### Listed records

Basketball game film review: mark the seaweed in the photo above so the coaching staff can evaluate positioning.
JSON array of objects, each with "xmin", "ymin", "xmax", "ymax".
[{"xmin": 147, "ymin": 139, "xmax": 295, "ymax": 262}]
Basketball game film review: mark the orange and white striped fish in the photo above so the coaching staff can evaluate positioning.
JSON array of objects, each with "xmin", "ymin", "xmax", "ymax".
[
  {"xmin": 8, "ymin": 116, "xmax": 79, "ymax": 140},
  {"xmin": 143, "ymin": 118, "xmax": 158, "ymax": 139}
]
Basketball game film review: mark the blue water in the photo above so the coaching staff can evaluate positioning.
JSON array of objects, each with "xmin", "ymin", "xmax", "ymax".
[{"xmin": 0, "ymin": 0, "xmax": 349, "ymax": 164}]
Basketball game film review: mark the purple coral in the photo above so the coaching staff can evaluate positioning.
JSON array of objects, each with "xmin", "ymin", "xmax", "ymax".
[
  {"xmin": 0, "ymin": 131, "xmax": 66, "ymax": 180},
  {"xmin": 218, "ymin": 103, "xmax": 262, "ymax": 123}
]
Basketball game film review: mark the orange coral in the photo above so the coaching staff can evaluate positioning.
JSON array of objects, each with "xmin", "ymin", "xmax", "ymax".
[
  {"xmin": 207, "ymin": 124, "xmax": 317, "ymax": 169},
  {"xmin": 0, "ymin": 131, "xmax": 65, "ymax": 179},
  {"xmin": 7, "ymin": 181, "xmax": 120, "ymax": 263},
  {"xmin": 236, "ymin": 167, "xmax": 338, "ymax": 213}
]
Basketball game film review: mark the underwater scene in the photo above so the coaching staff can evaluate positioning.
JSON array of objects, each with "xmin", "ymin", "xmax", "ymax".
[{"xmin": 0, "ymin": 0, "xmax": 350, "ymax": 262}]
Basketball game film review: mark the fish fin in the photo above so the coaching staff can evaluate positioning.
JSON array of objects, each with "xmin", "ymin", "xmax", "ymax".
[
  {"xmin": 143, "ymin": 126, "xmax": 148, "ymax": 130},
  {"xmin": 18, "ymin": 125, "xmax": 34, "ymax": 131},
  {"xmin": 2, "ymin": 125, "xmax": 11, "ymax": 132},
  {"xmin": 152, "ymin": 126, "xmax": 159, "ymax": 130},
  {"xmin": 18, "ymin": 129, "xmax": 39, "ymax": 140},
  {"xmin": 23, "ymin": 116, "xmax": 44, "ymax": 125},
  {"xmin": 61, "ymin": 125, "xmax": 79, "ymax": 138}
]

######

=== How to complete this task ===
Each line of the data is to be retyped exactly.

=== Result for this task ===
Basketball game film review: mark the seaweed in the photo above so the coaching staff can evaluate positioning.
JSON array of objects, each with "xmin", "ymin", "xmax", "ymax".
[{"xmin": 147, "ymin": 139, "xmax": 295, "ymax": 262}]
Basketball game film review: mark the orange and white striped fish in the photo above so the coaching staff can evaluate positioning.
JSON array of objects, each with "xmin", "ymin", "xmax", "ymax".
[
  {"xmin": 8, "ymin": 116, "xmax": 79, "ymax": 140},
  {"xmin": 143, "ymin": 118, "xmax": 158, "ymax": 139}
]
Basketball game film review: mark the blue water in the photo above so the coaching staff can evaluate positioning.
JSON array of objects, each with "xmin", "ymin", "xmax", "ymax".
[{"xmin": 0, "ymin": 0, "xmax": 349, "ymax": 164}]
Basketball game film review: mark the purple coral in the photo above so the coaching staff can evaluate positioning.
JSON array of objects, each with "xmin", "ymin", "xmax", "ymax".
[
  {"xmin": 0, "ymin": 131, "xmax": 66, "ymax": 180},
  {"xmin": 218, "ymin": 103, "xmax": 262, "ymax": 123}
]
Basketball game film review: mark the orange coral in the photo above so the coaching staff can evaluate positioning.
JSON array of objects, each with "xmin", "ymin", "xmax", "ymax".
[
  {"xmin": 207, "ymin": 124, "xmax": 317, "ymax": 169},
  {"xmin": 0, "ymin": 131, "xmax": 65, "ymax": 179},
  {"xmin": 7, "ymin": 181, "xmax": 120, "ymax": 263},
  {"xmin": 236, "ymin": 167, "xmax": 338, "ymax": 213}
]
Basketball game film review: mark the underwater scene in the photo above so the coaching staff can evaluate positioning.
JSON array of objects, each with "xmin", "ymin", "xmax", "ymax".
[{"xmin": 0, "ymin": 0, "xmax": 350, "ymax": 262}]
Basketball game film review: mark the fish fin in the photo above so the coaching staff can evaluate positioning.
JSON array of objects, each with "xmin", "ymin", "xmax", "ymax".
[
  {"xmin": 143, "ymin": 126, "xmax": 148, "ymax": 130},
  {"xmin": 18, "ymin": 125, "xmax": 34, "ymax": 131},
  {"xmin": 2, "ymin": 125, "xmax": 11, "ymax": 132},
  {"xmin": 152, "ymin": 126, "xmax": 159, "ymax": 130},
  {"xmin": 18, "ymin": 129, "xmax": 39, "ymax": 140},
  {"xmin": 23, "ymin": 116, "xmax": 44, "ymax": 125},
  {"xmin": 61, "ymin": 125, "xmax": 79, "ymax": 138}
]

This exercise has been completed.